• PAGE EXCERPT:
BEGIN
# Making an english saddle comfortable!



## phantomhorse13

I have done almost all my trail miles in an english-type saddle, so its certainly very possible.










First thing is it has to fit your horse, which sounds like you have taken care of. The type of pad you plan to use makes a difference too, as a thick or thin pad can make a big difference in the fit of a saddle. Some horses don't tolerate synthetic materials well, others have no issue. Same is true for girth materials.

Next thing is the saddle needs to fit you, in terms of seat size, twist, flap length and knee roll location, etc. As you suggested, sheepskin saddle covers and gel seat covers can help, but nothing is going to make a saddle with the wrong twist comfortable over a long distance!

Personally, I ride with english-type leathers (or specifically webbers) and EZ ride stirrups. I toe out very badly and any sort of fender - no matter how well-turned - is murder on my knees pretty fast. Using EZ ride stirrups made a HUGE difference for me in terms of my feet/ankle comfort.. we don't even own normal irons any more.

There are tons of varieties of saddle bags available for english saddles, so you needn't worry about losing the ability to carry things by switching from your western.


----------



## Atomicodyssey

Your saddle looks nice! Much more cozy and secure than mine. I actually haven't done a "real" ride in it, but it fits me well enough and fits my horse better than a plethora of other saddles I have tried on him. What kind is yours? I'm not exactly in the market but if someone offered I just may trade my Crosby for something more appropriate. 

Here's a photo of it:









As you can see there is not much to it. Would a lengthened leather with an endurance style stirrup function ok? I don't care very much if it looks silly. Is there any padding that can go over the leathers?
END
• PROVIDED MATERIAL:
BEGIN
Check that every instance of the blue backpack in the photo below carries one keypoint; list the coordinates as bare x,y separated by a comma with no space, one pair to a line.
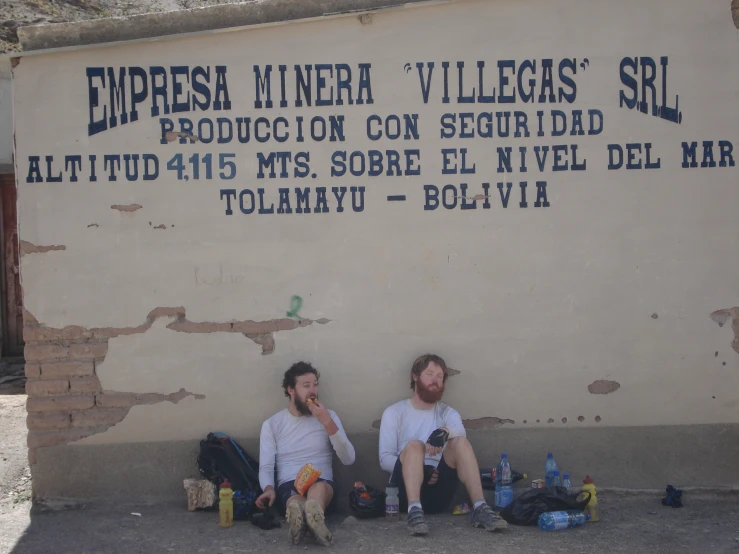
END
• STATED PROBLEM: Proceed with the forum thread on making an English saddle comfortable, picking up after its final sentence.

• WRITTEN RESPONSE:
----------



## phantomhorse13

Dream goes in a Free'N'Easy (it's so old its before there were diff model types) and the boys both go in Rubicons (which is from the Arabian Saddle Company, an offshoot of Lovell and Ricketts).

There is no reason you can use endurance stirrups with those leathers. Just make sure you get ones with the smaller stirrup bar (a 1.5" is meant for leathers/webbers versus 2-3" for fenders). They also make sheepskin covers for the leathers (I have them in the saddle pictured, tho its hard to tell because it blends in with the cover).

I had to chuckle at your cozy comment, as my DH says my saddle is like riding on a 2X4 covered in a beachtowel, as the seat is much harder than those of the padded Rubicons (which don't even have sheepskin covers on them)! But I love it. Again, its all about what works for you.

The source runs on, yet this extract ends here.